TEXT EXTRACT:
◇ ◇ ◇ ◇ ◇

With increasing loudness, the tone color of many instruments is characterized by strong harmonics in the frequency spectrum [34]. However, the fundamental does not necessarily need to be the most intense component or can be completely missing. However, the auditory system still integrates all harmonics into one tone, in which all partials contribute to the overall intensity. In addition, different simultaneous tones can be played with different intensities depending on the composition. Therefore, a more complex approach could be beneficial. The lowest pitch could be estimated and used to generate the vibration. However, the intensity of the vibration should still depend on the overall loudness within a specific frequency range. In this manner, a good match between both modalities might be achieved. However, the processing is complex and could require greater computing capacity. Better matching the intensities appears to be a crucial factor and will be further evaluated in Sect. 7.3.5.

3.3 Octave Shift

Another approach would be to shift down the frequency spectrum of the vibration signal. In this manner, the spurious high-frequency sound could be further reduced and the tingling sensation eliminated.

Fig. 7.10
figure 10

Distribution of crossmodal frequency-matched seat vibrations to acoustical tones with various frequencies f, according to Altinsoy and Merchel [4]

The frequency resolution of the tactile sense is considerably worse than that of audition [31]; therefore, it might be acceptable to strongly compress vibration signals in the frequency domain while still preserving perceptual integration with the respective sound. Earlier experiments have been conducted to test whether participants can match the frequencies of sinusoidal tones and vibrations presented through a seat [4]. The results are summarized in Fig. 7.10. The participants were able to match the frequencies of both modalities with some tolerance. In most cases, the participants also judged the lower octave of the auditory frequency to be suitable as a vibration frequency. Therefore, the decision was made to shift all the frequencies down one octave, i.e., dividing their original values by two. This shift corresponds to compression in the frequency range, with stronger compression toward higher frequencies. As shown in Fig. 7.11, before pitch-shifting the original summed audio signal was pre-filtered via one of the methods described above (i.e., low-pass filtering or reduction to fundamental frequency). Pitch-shifting was performed in Pd using a granular synthesis approach: The signal was cut into grains of 1000 samples, which were slowed by half and summed again using overlapping Hann windows. Using this method, some high-frequency artifacts occurred, which were subsequently filtered out using an additional low-pass filter set at 100 Hz. The resulting low-pass-shifted vibration signals were evaluated as described above. Results are plotted in Fig. 7.12. Again, the statistical analysis was performed using ANOVA after testing the preconditions.

◇ ◇ ◇ ◇ ◇

(Dataset excerpt)

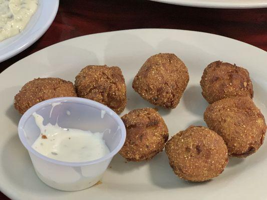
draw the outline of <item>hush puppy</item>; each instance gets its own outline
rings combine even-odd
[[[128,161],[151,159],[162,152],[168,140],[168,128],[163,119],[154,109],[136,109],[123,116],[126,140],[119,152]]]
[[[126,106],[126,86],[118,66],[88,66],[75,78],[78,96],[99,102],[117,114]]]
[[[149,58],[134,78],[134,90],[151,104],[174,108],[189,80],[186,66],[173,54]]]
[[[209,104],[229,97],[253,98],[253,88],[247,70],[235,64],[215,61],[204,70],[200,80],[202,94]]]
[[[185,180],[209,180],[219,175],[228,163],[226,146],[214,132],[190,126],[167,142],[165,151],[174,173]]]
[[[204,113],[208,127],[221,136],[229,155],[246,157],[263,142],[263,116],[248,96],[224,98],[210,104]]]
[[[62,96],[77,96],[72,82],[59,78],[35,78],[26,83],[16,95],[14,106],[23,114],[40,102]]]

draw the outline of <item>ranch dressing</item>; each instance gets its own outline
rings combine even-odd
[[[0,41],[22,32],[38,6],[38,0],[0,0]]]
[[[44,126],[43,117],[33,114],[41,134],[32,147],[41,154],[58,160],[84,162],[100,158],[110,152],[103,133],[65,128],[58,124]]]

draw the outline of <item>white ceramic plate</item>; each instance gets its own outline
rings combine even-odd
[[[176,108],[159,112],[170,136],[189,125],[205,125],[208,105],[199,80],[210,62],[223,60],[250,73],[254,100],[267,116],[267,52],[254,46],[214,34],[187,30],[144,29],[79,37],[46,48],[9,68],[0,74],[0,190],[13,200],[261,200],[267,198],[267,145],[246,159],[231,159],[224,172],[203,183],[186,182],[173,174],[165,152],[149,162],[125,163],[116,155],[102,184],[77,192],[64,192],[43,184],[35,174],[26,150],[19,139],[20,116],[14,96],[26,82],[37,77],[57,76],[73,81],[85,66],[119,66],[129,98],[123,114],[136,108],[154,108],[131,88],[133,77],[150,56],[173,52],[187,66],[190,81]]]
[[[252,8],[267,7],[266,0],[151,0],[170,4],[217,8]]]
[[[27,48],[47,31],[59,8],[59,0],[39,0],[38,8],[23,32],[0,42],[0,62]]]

◇ ◇ ◇ ◇ ◇

JOB: Could you resume the passage on octave-shifting seat vibration signals, carrying it on from its final sentence?

OUTPUT FOR THIS TASK:
Fig. 7.11
figure 11

Signal processing chain to generate vibration signals from the audio sum. Compression was applied in the frequency range by shifting all of the frequencies down one octave using granular synthesis. To suppress high-frequency artifacts, a 100 Hz low-pass filter was subsequently inserted

Fig. 7.12
figure 12

Mean overall quality evaluation for no-vibration and various octave-shift vibration-generation approaches, plotted with 95 % confidence intervals

For the BACH sequence, shifting the lowest fundamental even farther down resulted in generally poor-quality ratings. The occasionally weak fundamental components in this sequence caused crossmodal intensity mismatch between vibration and sound, which was perceived as louder. However, the perceived quality increases with the bandwidth of the signal, i.e., when using pre-filtering with higher cutoff frequency, most likely due to a better intensity match between modalities.

The quality scores for the BMG sequence depend much less on the initial filtering. As discussed before, the difference between the ‘fundamental’ condition and the ‘low-pass 100 Hz’ condition are small. By octave-shifting the signals, the character of the vibration changed. Some participants described the vibrations as ‘wavy’ or ‘bumpy’ rather than as ‘humming,’ as they had previously done. However, many participants liked the varied vibration character, and the averaged quality ratings did not change significantly compared with Figs. 7.7 and 7.9. No further improvement was found for broader bandwidth of the pre-filtered signal, for the reasons already discussed in the previous section.

Results were significantly different for the DVORAK and VERDI sequences. In Sect. 7.3.1, no preference for one of the two low-pass conditions was observed. However, when these sequences are additionally shifted in frequency, an increase in quality for the 200 Hz low-pass treatment is found, as shown in Fig. 7.12. This could be explained by considering the periods during which the lowest frequency component is greater than 100 Hz (e.g., VERDI second 10–17). By octave-shifting these components while retaining their acceleration levels, they become perceptually more intense due to the decreasing equal-intensity contours for seat vibrations [30]. In addition, the vibrations were reported to cause less tingling. The same result held true for octave-shifting the fundamental.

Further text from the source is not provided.